The task calls for an exact retyping of the lines from the one holding "Where can the closed" through the end of the listing, with pictures omitted and nothing added.

##########

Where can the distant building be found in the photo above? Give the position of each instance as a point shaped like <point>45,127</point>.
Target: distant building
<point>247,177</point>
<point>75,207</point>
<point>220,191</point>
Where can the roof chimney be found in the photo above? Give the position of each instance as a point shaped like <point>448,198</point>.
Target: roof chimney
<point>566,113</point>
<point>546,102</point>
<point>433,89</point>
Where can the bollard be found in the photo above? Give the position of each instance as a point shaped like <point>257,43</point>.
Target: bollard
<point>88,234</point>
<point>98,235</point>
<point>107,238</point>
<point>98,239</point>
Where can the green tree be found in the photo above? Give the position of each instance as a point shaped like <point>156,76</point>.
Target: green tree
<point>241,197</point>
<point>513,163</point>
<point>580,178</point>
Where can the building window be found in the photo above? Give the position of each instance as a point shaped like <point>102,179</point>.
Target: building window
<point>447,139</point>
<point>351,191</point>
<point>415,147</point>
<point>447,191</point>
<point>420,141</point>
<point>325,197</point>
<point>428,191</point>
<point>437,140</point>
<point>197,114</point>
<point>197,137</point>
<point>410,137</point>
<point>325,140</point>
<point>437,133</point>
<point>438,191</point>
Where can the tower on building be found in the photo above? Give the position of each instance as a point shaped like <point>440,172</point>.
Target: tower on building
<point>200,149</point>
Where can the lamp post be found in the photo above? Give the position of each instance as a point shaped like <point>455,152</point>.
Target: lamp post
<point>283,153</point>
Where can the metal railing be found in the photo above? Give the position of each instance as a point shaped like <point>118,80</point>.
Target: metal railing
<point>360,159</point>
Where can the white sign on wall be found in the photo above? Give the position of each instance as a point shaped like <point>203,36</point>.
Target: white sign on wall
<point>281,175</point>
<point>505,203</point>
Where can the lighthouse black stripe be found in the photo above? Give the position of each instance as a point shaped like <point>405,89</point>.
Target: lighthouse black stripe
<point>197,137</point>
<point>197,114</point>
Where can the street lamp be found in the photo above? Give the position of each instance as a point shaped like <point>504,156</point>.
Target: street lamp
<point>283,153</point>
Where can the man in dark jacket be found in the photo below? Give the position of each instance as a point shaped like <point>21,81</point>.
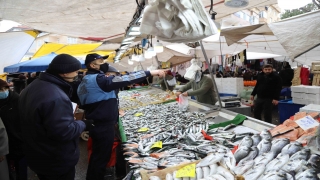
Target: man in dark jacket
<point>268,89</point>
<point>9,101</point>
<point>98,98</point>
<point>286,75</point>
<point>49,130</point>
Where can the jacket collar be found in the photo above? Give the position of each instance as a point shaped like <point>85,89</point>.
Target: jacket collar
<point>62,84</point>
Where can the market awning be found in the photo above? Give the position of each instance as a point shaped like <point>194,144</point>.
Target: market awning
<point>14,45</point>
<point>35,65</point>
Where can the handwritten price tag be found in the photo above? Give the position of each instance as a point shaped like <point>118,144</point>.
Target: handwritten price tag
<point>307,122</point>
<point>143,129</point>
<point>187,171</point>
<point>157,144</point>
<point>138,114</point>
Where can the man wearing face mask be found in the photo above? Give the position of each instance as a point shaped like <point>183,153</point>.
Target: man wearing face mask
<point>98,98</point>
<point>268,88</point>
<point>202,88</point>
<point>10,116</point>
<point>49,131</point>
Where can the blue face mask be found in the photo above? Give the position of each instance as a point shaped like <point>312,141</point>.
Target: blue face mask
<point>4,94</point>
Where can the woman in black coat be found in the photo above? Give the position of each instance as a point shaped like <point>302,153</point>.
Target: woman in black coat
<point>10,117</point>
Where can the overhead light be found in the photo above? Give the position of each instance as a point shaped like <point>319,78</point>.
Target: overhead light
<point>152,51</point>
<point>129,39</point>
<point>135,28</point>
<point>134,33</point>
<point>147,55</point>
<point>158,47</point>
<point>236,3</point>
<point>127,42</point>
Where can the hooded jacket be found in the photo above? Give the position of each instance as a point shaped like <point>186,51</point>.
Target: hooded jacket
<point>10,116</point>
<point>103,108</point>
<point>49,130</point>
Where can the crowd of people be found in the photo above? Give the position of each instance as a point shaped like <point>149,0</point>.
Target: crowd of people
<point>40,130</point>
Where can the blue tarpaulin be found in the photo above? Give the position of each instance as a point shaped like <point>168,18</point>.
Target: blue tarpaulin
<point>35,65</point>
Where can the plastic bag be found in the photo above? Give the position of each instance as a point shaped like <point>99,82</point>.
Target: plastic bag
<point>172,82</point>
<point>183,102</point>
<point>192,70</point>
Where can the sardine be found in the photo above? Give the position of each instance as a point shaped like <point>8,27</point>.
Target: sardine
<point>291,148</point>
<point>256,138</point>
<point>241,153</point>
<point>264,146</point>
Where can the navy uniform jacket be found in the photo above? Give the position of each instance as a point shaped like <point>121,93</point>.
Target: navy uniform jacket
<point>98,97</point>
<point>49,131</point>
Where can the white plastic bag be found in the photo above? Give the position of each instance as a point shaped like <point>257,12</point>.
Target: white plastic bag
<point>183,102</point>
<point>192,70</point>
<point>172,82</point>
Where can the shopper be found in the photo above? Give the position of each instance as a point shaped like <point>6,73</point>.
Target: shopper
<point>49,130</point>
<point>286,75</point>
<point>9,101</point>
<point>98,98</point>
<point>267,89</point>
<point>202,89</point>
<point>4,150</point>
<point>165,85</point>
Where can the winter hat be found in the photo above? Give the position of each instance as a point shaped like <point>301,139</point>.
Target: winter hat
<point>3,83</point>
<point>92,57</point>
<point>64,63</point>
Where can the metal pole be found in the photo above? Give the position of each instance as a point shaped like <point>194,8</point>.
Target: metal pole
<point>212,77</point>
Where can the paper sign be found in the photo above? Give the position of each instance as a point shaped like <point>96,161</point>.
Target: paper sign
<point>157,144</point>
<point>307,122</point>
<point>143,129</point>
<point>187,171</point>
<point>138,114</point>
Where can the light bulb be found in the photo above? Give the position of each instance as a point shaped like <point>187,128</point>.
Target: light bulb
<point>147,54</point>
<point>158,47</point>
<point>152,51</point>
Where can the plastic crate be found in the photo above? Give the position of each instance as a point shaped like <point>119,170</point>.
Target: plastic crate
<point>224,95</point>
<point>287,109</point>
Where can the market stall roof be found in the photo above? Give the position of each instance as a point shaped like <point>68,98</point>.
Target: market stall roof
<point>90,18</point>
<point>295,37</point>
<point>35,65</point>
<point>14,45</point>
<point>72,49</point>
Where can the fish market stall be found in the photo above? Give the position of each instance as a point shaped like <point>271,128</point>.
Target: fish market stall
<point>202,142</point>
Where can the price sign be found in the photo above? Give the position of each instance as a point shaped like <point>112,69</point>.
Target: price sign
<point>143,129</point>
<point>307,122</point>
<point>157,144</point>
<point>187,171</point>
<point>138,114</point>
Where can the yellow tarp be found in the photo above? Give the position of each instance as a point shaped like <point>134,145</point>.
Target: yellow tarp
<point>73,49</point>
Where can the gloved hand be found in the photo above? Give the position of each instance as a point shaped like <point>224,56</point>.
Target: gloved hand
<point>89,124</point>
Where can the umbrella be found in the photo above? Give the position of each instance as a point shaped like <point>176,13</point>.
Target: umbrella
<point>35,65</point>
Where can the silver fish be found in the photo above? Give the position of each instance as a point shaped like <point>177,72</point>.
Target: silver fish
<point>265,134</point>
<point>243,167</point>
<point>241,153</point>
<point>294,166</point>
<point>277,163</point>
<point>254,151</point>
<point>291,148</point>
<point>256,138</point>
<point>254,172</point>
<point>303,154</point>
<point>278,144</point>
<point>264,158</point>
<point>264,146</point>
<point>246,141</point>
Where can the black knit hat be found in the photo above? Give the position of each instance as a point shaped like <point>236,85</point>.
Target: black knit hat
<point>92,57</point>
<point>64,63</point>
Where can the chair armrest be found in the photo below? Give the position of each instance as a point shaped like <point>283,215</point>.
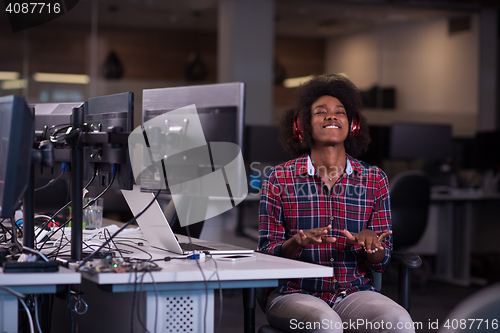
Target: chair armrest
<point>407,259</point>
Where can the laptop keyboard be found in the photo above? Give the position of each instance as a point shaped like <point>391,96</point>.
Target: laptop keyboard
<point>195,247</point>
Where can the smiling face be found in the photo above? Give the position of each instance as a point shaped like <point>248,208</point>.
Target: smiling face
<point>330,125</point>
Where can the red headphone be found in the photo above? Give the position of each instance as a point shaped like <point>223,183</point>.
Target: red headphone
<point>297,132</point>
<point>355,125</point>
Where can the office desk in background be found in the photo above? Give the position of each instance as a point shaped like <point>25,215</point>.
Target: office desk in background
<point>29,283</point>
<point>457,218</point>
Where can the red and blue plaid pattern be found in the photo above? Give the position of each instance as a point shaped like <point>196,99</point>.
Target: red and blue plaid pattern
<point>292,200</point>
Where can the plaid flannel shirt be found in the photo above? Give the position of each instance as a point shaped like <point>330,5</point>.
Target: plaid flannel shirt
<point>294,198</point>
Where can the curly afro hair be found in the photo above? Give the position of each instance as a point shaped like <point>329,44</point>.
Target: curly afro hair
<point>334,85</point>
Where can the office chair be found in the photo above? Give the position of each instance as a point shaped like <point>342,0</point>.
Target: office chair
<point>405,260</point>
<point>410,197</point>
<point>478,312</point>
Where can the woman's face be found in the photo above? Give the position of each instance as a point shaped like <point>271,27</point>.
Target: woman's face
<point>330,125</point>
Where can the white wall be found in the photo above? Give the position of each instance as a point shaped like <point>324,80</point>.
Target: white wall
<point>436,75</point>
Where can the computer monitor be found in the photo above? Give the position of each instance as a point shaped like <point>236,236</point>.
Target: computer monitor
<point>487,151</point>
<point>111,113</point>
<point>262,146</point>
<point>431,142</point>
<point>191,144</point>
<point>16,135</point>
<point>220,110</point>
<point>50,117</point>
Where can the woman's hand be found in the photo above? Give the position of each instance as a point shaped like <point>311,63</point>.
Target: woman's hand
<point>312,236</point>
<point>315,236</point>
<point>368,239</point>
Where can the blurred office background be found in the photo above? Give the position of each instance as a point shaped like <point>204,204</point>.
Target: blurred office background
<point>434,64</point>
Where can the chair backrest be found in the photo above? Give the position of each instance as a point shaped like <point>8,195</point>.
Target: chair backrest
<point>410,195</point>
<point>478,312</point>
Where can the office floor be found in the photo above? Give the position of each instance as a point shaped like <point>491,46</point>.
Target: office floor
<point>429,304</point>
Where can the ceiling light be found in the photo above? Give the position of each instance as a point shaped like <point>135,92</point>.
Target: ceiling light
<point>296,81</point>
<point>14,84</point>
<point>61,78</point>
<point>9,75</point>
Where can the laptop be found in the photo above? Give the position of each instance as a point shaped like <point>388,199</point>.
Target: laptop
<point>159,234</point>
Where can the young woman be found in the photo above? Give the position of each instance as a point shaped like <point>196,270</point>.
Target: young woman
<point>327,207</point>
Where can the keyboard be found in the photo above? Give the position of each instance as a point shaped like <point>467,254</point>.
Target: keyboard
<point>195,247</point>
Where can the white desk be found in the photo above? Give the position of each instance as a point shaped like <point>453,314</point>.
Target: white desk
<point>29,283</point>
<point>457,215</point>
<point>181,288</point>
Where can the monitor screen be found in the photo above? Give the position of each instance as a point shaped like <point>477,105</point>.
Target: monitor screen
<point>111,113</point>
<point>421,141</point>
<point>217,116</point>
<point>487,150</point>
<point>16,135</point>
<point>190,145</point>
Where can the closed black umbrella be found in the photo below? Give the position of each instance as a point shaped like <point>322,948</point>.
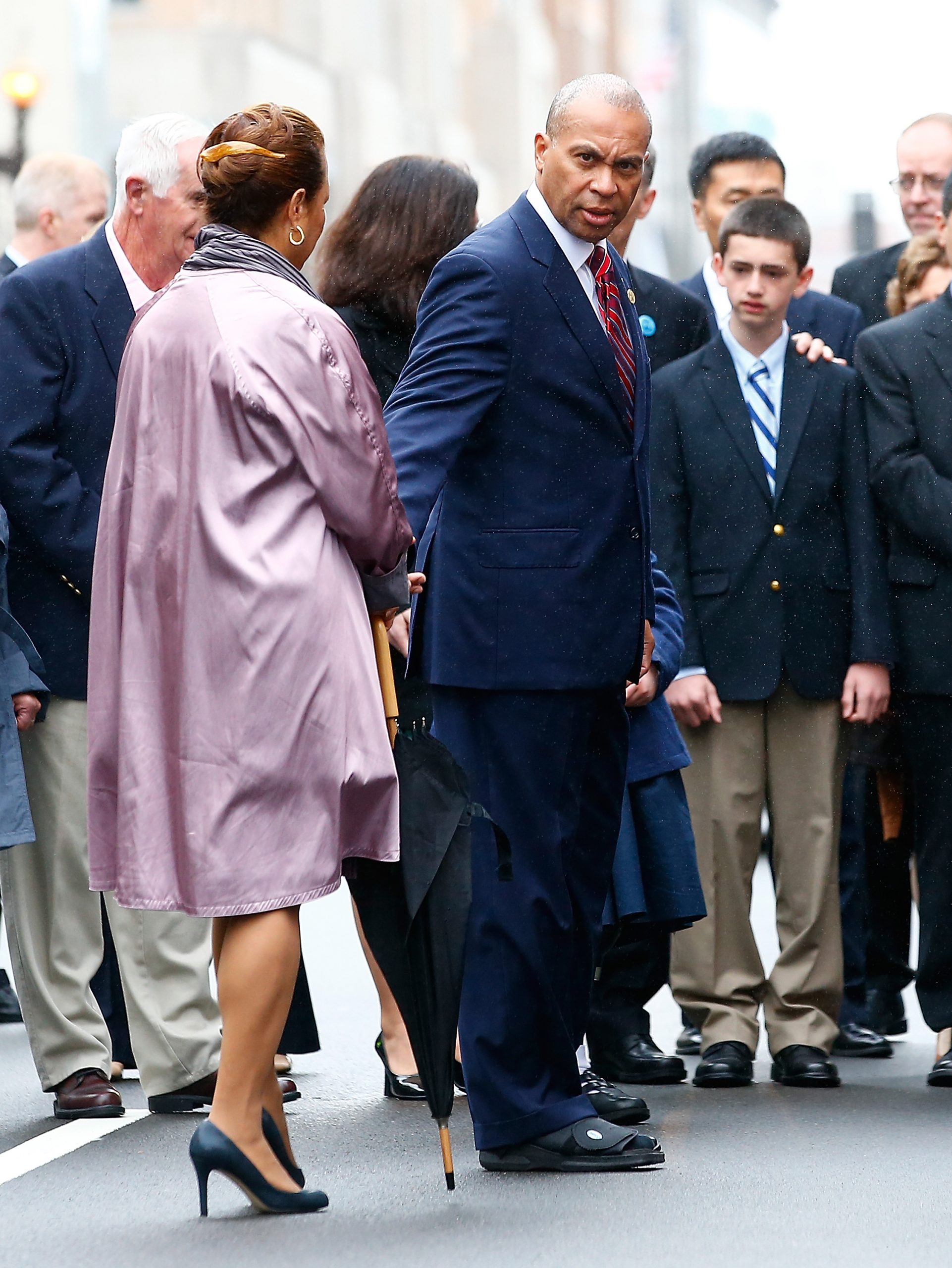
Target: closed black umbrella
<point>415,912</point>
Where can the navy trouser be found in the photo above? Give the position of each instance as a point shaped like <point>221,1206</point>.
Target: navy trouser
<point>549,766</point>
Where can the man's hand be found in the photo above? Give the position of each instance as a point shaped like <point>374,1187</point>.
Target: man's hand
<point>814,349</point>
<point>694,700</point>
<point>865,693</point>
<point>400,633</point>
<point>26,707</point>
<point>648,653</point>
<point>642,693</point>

##########

**EXERCISE RESULT**
Where can the closed black umbrella be found in the photo below? Give the position of each instance as a point shaped like <point>322,948</point>.
Target: closed black umbrella
<point>415,912</point>
Where can the navy trouser be found in the photo above? Give the position of each instance as a point shaped like <point>221,1206</point>.
Target: navy trouser
<point>549,766</point>
Where can the man's hand be found in the photo above? Give the position of each instance as a point shaped like <point>374,1187</point>.
Target: man's hand
<point>814,349</point>
<point>694,700</point>
<point>865,693</point>
<point>400,633</point>
<point>26,707</point>
<point>648,653</point>
<point>642,693</point>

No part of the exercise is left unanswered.